**課題 A**:
ジャカルタのショッピングモールの入口付近で、警備員は何をしていましたか。本文に書かれていることで答えてください。
**課題 B**:
インドネシア旅行の本文を、最後の文のあとから書き継いでください。

**本文**:
++++++++++++++++++++

途中良い感じのホテルでマッサージしたら見習いのド素人を呼ばれ、ひたすら痛いマッサージだけで、60ドルくらい取られた。

私も直前に連絡してしまったのが悪かったが、それでもクオリティ低すぎて怒りが湧いた。

 

次にタイをおさらばしてインドネシアへ向かった。

ジャカルタからタクシーでホテルへ向かう。

ちょっとスピード出しすぎで怖い。

 

車窓は車と道路ばかり。全然人が歩いていない。

というか、車道が広すぎてほとんど歩道がない。

道を横切るにも大きな歩道橋を渡らなければならず、面倒くさい。

街にはいくつものショッピングモールが立ち並び、ショッピングモールに入るにも車で横付けしなければならなかった。

また、車ごと入口前まで入場することを前提に造られているためか、歩行者用の入口が全然見つからない。

しかもショッピングモールの入口付近には警備員がウロウロしていて、金属探知機を持ち荷物検査を行なっていた。

イスラム教国の影響もあってテロが多いため、警備が厳戒だ。

ショッピングモール内の丸亀製麺で昼食を取ったが、だしの味が全く感じられない。

甘だれのような味がする。さらに何となくだが今まで行った3国の中で一番物価が高く感じられた。

 

午後はトランスジャカルタという専用道路が設けられたレールを走るバスに乗ってみた。

ギュイーンと音を立ててガタガタと走り出した。振動がすごい。

結構な人が乗っていて座ってしまうと、車窓が見えず駅を見逃してしまいそうなので立って乗車していた。

すると男性陣から席を譲られたり、空いている席に座るよう促されたりした。

インドネシアは男性陣が穏やかですごく親切だと思った。

レディーファーストが染みついている。

++++++++++++++++++++

**提供情報**:

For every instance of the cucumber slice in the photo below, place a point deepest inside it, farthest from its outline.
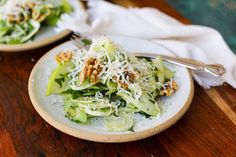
(58, 82)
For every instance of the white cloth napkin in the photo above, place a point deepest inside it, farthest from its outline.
(190, 41)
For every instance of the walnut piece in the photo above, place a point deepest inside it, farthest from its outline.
(91, 70)
(169, 89)
(63, 56)
(130, 76)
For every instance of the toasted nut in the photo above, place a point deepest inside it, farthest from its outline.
(91, 70)
(170, 88)
(64, 56)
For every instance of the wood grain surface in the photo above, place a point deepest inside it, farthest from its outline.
(207, 129)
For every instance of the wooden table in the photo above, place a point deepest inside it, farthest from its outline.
(207, 129)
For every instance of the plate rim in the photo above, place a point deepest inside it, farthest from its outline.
(34, 44)
(103, 138)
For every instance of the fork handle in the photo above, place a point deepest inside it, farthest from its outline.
(214, 69)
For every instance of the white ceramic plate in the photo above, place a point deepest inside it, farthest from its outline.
(51, 108)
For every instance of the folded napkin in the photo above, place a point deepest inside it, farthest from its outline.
(189, 41)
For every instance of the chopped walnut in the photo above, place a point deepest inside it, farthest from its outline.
(91, 70)
(169, 89)
(29, 5)
(130, 76)
(63, 56)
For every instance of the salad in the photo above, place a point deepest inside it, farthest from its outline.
(102, 80)
(20, 20)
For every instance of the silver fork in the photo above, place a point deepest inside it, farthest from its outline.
(213, 69)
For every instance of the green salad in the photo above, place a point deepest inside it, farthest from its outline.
(102, 80)
(21, 20)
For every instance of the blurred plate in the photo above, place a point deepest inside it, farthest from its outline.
(44, 37)
(51, 108)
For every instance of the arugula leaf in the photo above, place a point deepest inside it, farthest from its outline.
(60, 80)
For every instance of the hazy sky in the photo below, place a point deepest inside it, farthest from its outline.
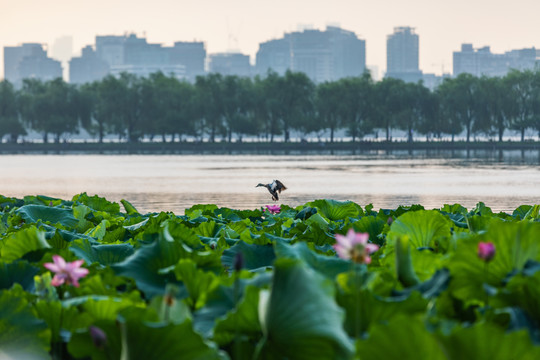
(443, 25)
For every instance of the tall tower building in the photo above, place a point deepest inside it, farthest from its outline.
(322, 55)
(402, 55)
(190, 54)
(27, 61)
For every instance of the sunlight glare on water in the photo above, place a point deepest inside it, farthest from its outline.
(175, 182)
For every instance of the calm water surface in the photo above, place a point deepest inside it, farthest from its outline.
(502, 180)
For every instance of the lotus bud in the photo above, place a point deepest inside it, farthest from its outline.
(238, 262)
(98, 337)
(486, 251)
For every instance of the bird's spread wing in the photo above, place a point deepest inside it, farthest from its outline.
(279, 186)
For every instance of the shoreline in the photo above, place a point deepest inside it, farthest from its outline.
(259, 147)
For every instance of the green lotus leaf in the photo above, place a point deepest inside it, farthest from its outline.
(208, 229)
(402, 337)
(58, 317)
(81, 344)
(198, 283)
(364, 309)
(242, 322)
(336, 210)
(200, 209)
(485, 341)
(515, 244)
(254, 256)
(145, 264)
(23, 242)
(17, 272)
(106, 254)
(523, 290)
(97, 203)
(43, 200)
(300, 318)
(371, 225)
(328, 266)
(130, 209)
(53, 215)
(22, 335)
(99, 231)
(169, 341)
(521, 211)
(424, 228)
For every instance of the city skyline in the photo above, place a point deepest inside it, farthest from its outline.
(242, 25)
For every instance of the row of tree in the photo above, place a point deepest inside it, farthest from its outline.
(230, 106)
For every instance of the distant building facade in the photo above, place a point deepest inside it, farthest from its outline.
(29, 61)
(482, 61)
(402, 55)
(230, 64)
(129, 53)
(274, 55)
(192, 55)
(88, 67)
(322, 55)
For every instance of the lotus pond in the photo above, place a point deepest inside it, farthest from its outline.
(219, 283)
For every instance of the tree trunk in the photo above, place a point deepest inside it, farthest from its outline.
(100, 132)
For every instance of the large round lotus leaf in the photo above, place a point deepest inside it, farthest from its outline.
(22, 335)
(515, 244)
(300, 318)
(424, 228)
(23, 242)
(105, 254)
(486, 341)
(53, 215)
(17, 272)
(146, 340)
(336, 210)
(402, 337)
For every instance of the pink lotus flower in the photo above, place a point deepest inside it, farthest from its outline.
(273, 209)
(486, 251)
(68, 273)
(355, 246)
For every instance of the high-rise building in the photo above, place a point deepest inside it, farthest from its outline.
(322, 55)
(87, 68)
(230, 64)
(402, 55)
(111, 49)
(191, 55)
(62, 50)
(482, 61)
(274, 55)
(29, 60)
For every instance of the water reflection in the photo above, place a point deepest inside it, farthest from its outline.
(501, 179)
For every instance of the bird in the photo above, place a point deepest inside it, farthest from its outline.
(274, 188)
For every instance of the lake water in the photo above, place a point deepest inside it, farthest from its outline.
(502, 180)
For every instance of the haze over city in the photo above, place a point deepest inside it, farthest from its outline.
(241, 25)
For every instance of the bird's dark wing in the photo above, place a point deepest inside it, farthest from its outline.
(280, 186)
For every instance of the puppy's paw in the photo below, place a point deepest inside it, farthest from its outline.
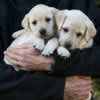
(39, 44)
(48, 51)
(63, 52)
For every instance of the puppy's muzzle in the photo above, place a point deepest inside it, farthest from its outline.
(43, 32)
(68, 45)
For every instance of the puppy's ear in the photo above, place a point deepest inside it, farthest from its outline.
(89, 34)
(60, 17)
(90, 31)
(26, 23)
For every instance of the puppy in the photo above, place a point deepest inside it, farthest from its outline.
(75, 31)
(38, 28)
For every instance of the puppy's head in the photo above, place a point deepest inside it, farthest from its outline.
(40, 21)
(75, 29)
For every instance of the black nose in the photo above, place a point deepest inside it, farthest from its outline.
(68, 45)
(43, 32)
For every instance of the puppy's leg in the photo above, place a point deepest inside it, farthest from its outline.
(63, 52)
(50, 47)
(38, 44)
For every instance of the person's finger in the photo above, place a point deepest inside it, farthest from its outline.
(14, 56)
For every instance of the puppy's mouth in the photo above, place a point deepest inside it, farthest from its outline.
(68, 46)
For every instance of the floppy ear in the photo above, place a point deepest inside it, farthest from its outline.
(60, 17)
(89, 34)
(90, 31)
(26, 23)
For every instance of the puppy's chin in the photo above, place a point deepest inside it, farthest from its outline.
(85, 44)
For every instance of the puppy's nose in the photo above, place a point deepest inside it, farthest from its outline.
(68, 45)
(43, 32)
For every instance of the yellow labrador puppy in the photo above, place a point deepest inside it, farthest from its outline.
(75, 31)
(38, 29)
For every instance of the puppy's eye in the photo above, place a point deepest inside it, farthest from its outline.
(79, 34)
(47, 19)
(65, 29)
(34, 22)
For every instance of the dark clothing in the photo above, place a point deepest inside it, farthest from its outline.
(43, 86)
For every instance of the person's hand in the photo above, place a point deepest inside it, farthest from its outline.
(28, 58)
(77, 88)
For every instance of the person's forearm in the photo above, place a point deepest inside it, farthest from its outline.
(86, 63)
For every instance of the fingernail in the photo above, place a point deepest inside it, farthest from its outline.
(4, 52)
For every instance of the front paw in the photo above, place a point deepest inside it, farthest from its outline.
(63, 52)
(47, 51)
(39, 44)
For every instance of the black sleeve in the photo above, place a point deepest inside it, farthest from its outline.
(83, 62)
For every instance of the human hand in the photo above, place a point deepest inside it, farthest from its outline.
(77, 88)
(27, 58)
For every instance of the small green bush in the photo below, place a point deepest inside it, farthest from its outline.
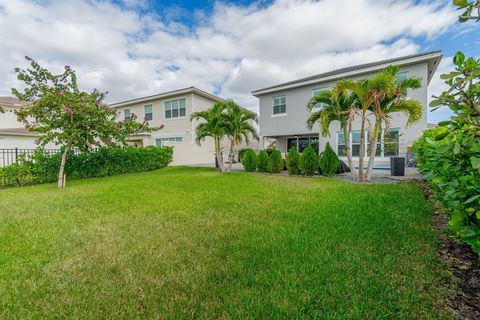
(262, 161)
(293, 161)
(329, 161)
(309, 161)
(275, 162)
(107, 161)
(249, 160)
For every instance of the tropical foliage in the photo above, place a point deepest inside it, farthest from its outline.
(292, 162)
(449, 156)
(471, 9)
(340, 108)
(225, 119)
(275, 162)
(309, 161)
(67, 116)
(329, 162)
(104, 161)
(376, 99)
(249, 160)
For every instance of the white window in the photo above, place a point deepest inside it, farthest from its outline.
(402, 76)
(279, 105)
(159, 142)
(127, 114)
(387, 146)
(148, 112)
(317, 91)
(175, 108)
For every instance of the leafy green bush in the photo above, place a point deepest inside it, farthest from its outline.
(329, 162)
(249, 160)
(293, 161)
(43, 168)
(275, 162)
(262, 161)
(449, 156)
(309, 161)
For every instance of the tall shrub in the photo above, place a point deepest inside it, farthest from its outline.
(249, 160)
(293, 161)
(449, 156)
(275, 162)
(262, 161)
(329, 162)
(309, 161)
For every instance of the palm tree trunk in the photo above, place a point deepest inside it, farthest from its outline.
(373, 150)
(218, 154)
(346, 135)
(361, 176)
(231, 155)
(61, 174)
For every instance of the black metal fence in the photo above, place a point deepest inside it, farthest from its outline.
(10, 156)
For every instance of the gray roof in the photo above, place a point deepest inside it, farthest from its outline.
(349, 69)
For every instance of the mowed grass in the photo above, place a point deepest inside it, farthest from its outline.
(194, 243)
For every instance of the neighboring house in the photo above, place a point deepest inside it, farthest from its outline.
(172, 110)
(13, 133)
(283, 112)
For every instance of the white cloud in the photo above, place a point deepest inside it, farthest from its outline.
(229, 51)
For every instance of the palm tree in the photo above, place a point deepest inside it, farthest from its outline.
(334, 109)
(369, 93)
(213, 125)
(239, 127)
(393, 102)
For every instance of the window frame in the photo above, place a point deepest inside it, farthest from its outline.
(279, 105)
(159, 141)
(125, 118)
(170, 107)
(146, 118)
(380, 144)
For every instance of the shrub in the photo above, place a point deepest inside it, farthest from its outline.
(293, 161)
(262, 161)
(43, 168)
(309, 161)
(275, 162)
(249, 160)
(329, 162)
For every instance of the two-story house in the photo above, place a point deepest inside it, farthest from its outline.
(171, 111)
(283, 112)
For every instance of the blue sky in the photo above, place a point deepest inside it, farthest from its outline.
(134, 48)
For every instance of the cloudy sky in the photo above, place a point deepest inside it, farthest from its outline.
(135, 48)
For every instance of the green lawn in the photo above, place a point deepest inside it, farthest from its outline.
(193, 243)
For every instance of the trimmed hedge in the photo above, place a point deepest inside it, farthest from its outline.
(329, 162)
(309, 161)
(293, 162)
(275, 162)
(105, 161)
(449, 158)
(249, 160)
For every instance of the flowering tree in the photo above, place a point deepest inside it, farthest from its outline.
(67, 116)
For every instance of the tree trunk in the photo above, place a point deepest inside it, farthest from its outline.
(361, 176)
(231, 156)
(373, 150)
(346, 135)
(219, 156)
(61, 177)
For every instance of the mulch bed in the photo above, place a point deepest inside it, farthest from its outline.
(461, 262)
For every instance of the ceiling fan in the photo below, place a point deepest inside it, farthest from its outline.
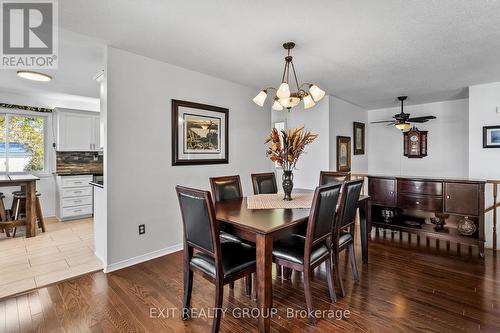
(402, 120)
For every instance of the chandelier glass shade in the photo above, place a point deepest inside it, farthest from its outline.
(309, 93)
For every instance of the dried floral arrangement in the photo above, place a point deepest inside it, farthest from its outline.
(285, 148)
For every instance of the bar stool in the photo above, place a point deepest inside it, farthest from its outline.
(3, 215)
(19, 207)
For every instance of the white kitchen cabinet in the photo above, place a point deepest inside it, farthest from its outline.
(74, 197)
(77, 130)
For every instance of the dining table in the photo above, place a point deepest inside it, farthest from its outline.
(28, 183)
(263, 227)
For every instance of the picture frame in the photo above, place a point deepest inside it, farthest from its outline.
(358, 133)
(343, 153)
(200, 133)
(491, 136)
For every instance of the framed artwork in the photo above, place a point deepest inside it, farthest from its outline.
(491, 136)
(358, 133)
(199, 134)
(343, 153)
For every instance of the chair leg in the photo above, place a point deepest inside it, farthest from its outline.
(287, 273)
(329, 277)
(39, 215)
(307, 292)
(254, 284)
(219, 296)
(336, 268)
(188, 284)
(354, 265)
(248, 285)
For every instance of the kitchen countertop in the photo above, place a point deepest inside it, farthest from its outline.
(98, 183)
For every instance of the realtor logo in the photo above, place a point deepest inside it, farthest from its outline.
(29, 34)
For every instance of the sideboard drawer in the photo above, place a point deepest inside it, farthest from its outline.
(76, 192)
(416, 202)
(420, 187)
(382, 191)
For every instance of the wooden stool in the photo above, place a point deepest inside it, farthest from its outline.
(19, 207)
(3, 215)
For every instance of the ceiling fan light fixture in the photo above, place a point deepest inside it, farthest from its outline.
(308, 102)
(316, 93)
(260, 98)
(403, 126)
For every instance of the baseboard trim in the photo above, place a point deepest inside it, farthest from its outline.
(142, 258)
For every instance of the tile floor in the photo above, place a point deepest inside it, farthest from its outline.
(65, 250)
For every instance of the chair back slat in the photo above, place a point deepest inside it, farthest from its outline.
(322, 215)
(349, 202)
(198, 218)
(264, 183)
(333, 177)
(226, 188)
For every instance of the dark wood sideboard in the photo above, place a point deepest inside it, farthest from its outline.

++++++++++++++++++++

**回答 A**:
金属探知機を持って、荷物検査を行っていました。

**回答 B**:
おじさんたちも愛くるしいし、いかつく見える人でも優しく席を譲ってくれたりした。

終点駅まで来たが、特段何もなくすぐに市内中心部まで戻ってしまった。

そして、転職エージェントに挨拶しに行った。

当時私が渡航する一か月ほど前にそのオフィス近くのカフェで爆発があった。

エージェントの担当者はあっけらかんと爆破があった、なんて言っていたけど、

私にとっては非常に恐ろしかった。

夜は爆破があった近くのデパートのフードコートでチキンライスなるものを食べた。

が、めちゃくちゃ辛い。

唐辛子パウダーは別盛りにしてもらったのにもかかわらず、チキンそのものがもう辛い。

その時にインドネシア料理はもう食べられないな…と悟った。

 

翌日、アポイントを取っていたジャカルタ在住の日本人たちと食事会をした。

もう3年ほどジャカルタで働いていた日本人だったので大先輩だ。

現地人たちと働く苦労話を聞けて身が引き締まる思いだった。

 

ジャカルタでは3泊する予定だったが、2日目にして早くジャカルタから立ち去りたいと思った。

車がなければ動けないし、たくさんあるショッピングモールも似たり寄ったりで全然楽しくなかった。

ホテルの1泊分を捨てる覚悟で、急遽ジョグジャカルタへ行くことにした。

ジョグジャカルタではボロブドゥールという遺跡を観光した。

車はあらかじめチャーターし、日本語ガイドも付いていて快適に過ごすことができた。

 

この予定変更は大成功だった。

ボロブドゥールは壮大で、日本語ガイドの説明もわかりやすくて楽しかった。

最終日の夜。ホテルのプールサイドで一人、カクテルを飲んでいた。

何だかんだで8日間、無事最終拠点まで来られたことが嬉しかった。

 

しかし、この後のジョグジャカルタからジャカルタのスカルノハッタ国際空港へ向かう際が一番の難所だったのだ。

翌日国内便でジャカルタに戻りそのまま国際線へ乗り継ぎ予定だった。

3時間もあるのだから、余裕だろうと踏んでいたが…。

スカルノハッタ空港のターミナル間が離れているので移動にシャトルバスを使おうとバス停で並んでいた。

やっときたバスに乗ろうとしたら、中がぎゅうぎゅう詰め。

バスの乗車ステップは高いし、狭いし、その中にスーツケースも人間もごちゃごちゃに入るものだから、

積載重量はとうにオーバーしているようだった。

その中に大きなスーツケースをもった外国人が私の前に5人ほど待っており、彼らはバスに特攻していった。

絶対に入らない、無理だろうと思ったが、次のバスがいつ来るかわからないので私も続いて特攻することに。

何とか、本当に無理矢理詰め込まれたという表現が正しい。

私は乗車口ステップに片足とスーツケースの一部をひっかけることに成功した。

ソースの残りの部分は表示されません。